* WHAT IS BEING ASKED
Rewrite the listing below as a two-column CSV with the header row instruction,output, giving one row for each instruction and its output. Enclose every field in double quotes and replace line breaks with spaces.

* RECORDS FOR THE TASK

· · · ·

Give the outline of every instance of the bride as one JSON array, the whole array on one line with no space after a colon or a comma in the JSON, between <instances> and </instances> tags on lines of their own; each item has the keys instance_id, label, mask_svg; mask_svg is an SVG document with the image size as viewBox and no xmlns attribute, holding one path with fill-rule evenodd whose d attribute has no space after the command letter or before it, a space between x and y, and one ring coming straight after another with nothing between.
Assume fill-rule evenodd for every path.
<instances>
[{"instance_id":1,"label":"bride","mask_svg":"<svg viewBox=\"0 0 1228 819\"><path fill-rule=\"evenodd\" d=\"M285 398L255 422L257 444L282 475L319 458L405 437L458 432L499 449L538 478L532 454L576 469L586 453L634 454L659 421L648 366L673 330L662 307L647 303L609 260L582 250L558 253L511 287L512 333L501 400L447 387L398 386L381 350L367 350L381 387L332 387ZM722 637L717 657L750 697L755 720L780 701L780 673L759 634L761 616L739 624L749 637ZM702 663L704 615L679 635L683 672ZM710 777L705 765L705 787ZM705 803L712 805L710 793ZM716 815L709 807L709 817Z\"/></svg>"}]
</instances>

· · · ·

* CORRECT ANSWER
instruction,output
"Give the outline of every instance of the bride as one JSON array, the whole array on one line with no space after a colon or a comma in the JSON, between <instances> and </instances> tags on lines of their own; each item has the keys instance_id, label, mask_svg; mask_svg is an SVG document with the image size as viewBox and no xmlns attribute, holding one path with fill-rule evenodd whose d attribute has no space after the command letter or before it, a space between x and y, and one ring coming straight after another with nothing between. Assume fill-rule evenodd for every path.","<instances> [{""instance_id"":1,""label"":""bride"",""mask_svg"":""<svg viewBox=\""0 0 1228 819\""><path fill-rule=\""evenodd\"" d=\""M285 398L255 422L257 444L282 475L319 458L405 437L458 432L499 449L538 478L532 454L576 469L586 453L634 454L659 421L648 366L673 330L662 307L647 303L609 260L582 250L558 253L511 287L512 333L501 400L447 387L398 386L381 350L367 350L381 387L332 387ZM722 637L717 657L750 697L755 720L780 701L780 673L759 634L761 616L739 624L749 637ZM702 663L704 615L679 635L683 672ZM710 777L705 765L705 787ZM705 803L712 805L710 793ZM716 815L709 807L709 817Z\""/></svg>""}] </instances>"